Data entries:
━━━━━━━━━━━━━━━━━━━━
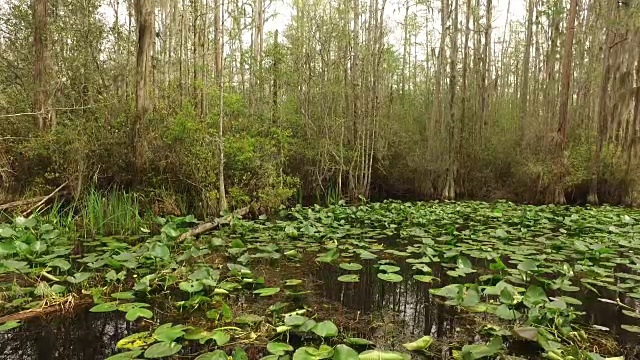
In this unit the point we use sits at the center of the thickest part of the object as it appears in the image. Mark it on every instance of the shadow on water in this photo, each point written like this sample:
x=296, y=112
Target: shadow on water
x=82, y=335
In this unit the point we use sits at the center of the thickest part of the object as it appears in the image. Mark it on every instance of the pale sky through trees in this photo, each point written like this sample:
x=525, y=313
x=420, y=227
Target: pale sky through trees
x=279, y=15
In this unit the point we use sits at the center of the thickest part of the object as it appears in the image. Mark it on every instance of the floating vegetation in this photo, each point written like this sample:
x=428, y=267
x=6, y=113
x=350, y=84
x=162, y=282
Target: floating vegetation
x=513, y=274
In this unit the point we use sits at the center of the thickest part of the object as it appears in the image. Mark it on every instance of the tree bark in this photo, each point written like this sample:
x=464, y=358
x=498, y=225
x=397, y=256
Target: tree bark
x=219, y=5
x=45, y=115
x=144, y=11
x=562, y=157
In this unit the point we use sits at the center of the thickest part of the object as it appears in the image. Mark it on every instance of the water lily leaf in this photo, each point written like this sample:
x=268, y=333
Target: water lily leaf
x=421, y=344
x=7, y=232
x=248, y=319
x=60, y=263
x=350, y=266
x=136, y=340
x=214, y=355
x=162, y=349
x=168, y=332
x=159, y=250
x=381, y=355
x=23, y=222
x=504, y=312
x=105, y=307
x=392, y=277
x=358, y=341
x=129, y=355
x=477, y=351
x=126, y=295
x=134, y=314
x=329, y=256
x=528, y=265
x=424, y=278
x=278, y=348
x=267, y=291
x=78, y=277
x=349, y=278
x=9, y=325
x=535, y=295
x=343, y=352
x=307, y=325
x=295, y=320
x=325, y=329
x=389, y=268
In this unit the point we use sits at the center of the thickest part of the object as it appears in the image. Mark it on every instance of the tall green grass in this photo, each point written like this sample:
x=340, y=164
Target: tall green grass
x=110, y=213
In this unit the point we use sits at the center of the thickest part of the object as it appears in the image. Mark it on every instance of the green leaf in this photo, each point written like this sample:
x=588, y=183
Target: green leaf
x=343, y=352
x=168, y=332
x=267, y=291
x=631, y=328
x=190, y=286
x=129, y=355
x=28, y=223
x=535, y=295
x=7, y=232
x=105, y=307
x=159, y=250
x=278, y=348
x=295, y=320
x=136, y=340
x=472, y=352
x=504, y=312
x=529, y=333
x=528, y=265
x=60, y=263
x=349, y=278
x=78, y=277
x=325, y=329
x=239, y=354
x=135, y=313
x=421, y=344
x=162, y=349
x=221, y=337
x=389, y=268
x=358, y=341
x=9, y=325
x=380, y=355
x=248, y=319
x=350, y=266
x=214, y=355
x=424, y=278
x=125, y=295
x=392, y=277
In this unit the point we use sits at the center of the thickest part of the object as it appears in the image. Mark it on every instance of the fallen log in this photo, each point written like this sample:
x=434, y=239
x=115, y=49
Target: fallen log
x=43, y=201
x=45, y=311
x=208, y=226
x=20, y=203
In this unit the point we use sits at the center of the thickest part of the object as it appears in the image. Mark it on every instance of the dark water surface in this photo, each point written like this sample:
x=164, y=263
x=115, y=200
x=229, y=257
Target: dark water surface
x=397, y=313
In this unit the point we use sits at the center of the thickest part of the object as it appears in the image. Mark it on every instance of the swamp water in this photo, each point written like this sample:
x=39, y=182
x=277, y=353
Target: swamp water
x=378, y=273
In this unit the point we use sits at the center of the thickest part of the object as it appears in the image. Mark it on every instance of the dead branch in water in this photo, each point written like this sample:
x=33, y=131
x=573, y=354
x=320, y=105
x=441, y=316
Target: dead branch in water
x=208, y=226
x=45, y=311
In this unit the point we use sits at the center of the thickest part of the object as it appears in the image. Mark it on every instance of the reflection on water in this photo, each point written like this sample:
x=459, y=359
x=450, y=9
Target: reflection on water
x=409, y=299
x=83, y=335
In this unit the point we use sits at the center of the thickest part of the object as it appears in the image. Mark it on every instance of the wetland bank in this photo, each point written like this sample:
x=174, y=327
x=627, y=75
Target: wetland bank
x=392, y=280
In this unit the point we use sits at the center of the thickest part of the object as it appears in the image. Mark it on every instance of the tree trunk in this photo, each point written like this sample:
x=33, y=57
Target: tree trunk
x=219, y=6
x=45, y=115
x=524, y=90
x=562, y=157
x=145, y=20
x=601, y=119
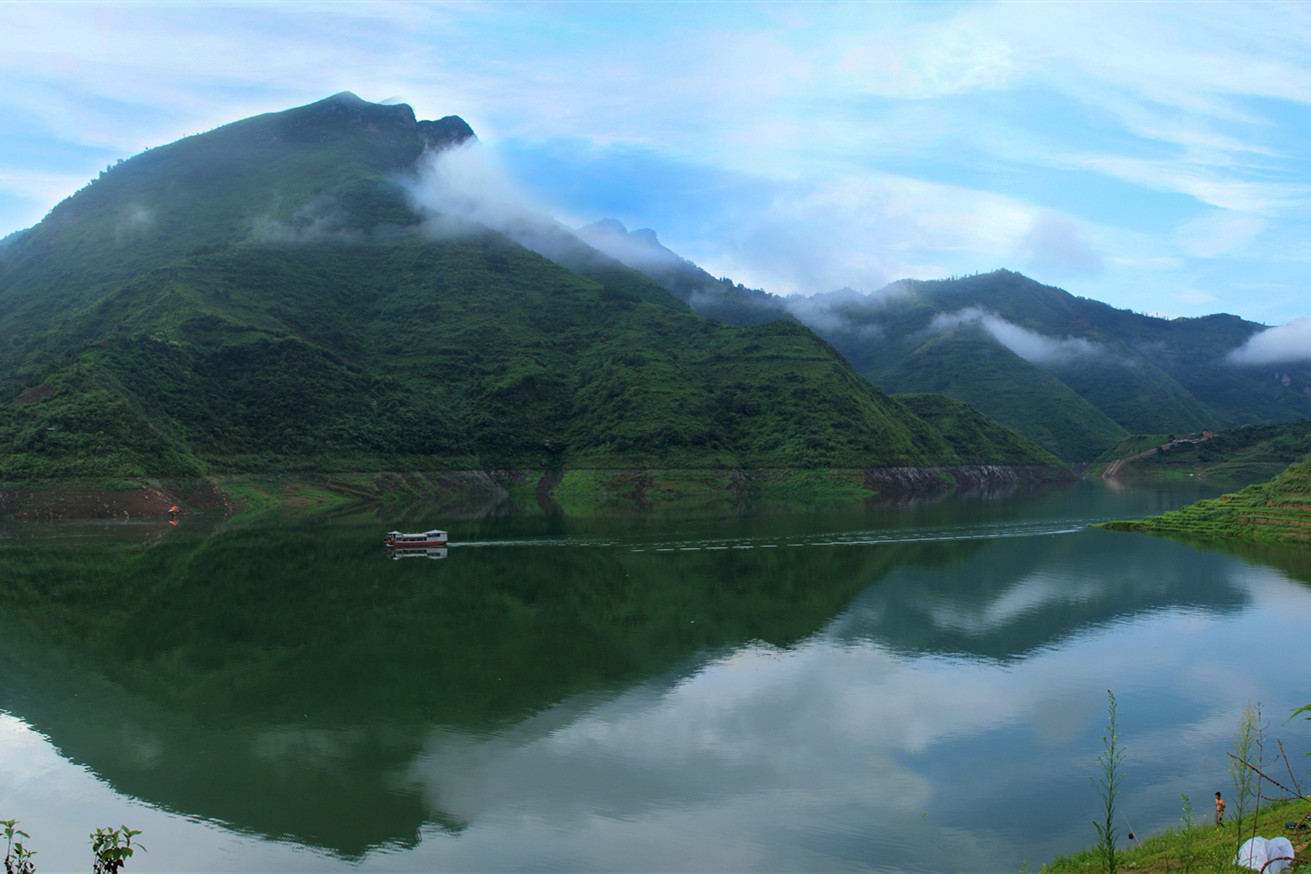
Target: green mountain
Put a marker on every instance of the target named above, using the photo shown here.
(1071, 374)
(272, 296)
━━━━━━━━━━━━━━━━━━━━
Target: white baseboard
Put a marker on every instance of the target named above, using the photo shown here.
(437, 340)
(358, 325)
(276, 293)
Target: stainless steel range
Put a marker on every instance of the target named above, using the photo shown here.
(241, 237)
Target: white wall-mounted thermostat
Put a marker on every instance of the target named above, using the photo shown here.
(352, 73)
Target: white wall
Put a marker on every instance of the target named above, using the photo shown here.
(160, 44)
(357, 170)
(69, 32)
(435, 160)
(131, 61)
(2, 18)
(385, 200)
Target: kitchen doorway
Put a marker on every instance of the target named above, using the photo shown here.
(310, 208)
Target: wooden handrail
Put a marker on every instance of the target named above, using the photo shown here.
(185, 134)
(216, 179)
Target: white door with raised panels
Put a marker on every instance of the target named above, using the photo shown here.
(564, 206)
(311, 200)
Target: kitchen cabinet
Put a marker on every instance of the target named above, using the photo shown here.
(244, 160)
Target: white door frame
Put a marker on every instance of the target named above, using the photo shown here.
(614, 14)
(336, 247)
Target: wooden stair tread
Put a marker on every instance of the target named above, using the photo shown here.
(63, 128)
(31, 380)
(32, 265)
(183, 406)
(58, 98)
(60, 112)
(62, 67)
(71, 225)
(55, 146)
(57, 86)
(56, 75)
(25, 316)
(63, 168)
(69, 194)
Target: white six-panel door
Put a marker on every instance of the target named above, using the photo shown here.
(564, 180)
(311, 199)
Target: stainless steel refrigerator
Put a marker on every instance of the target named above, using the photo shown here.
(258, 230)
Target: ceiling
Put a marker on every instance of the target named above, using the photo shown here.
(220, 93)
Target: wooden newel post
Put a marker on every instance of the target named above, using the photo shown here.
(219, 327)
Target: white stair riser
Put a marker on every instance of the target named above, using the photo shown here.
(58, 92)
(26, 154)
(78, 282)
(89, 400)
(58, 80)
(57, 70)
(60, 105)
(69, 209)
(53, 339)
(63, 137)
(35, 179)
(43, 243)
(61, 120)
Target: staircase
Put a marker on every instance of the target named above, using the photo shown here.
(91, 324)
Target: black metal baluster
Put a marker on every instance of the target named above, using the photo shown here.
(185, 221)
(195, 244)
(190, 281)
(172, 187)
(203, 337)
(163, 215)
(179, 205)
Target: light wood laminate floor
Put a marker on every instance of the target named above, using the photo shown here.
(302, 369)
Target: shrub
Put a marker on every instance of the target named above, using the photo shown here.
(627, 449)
━━━━━━━━━━━━━━━━━━━━
▸ WHAT THE TASK ASKS
Within the entries, find all lines holding "steel" and copy each one.

▸ EXERCISE SOLUTION
Target: stainless steel range
Target: stainless steel refrigerator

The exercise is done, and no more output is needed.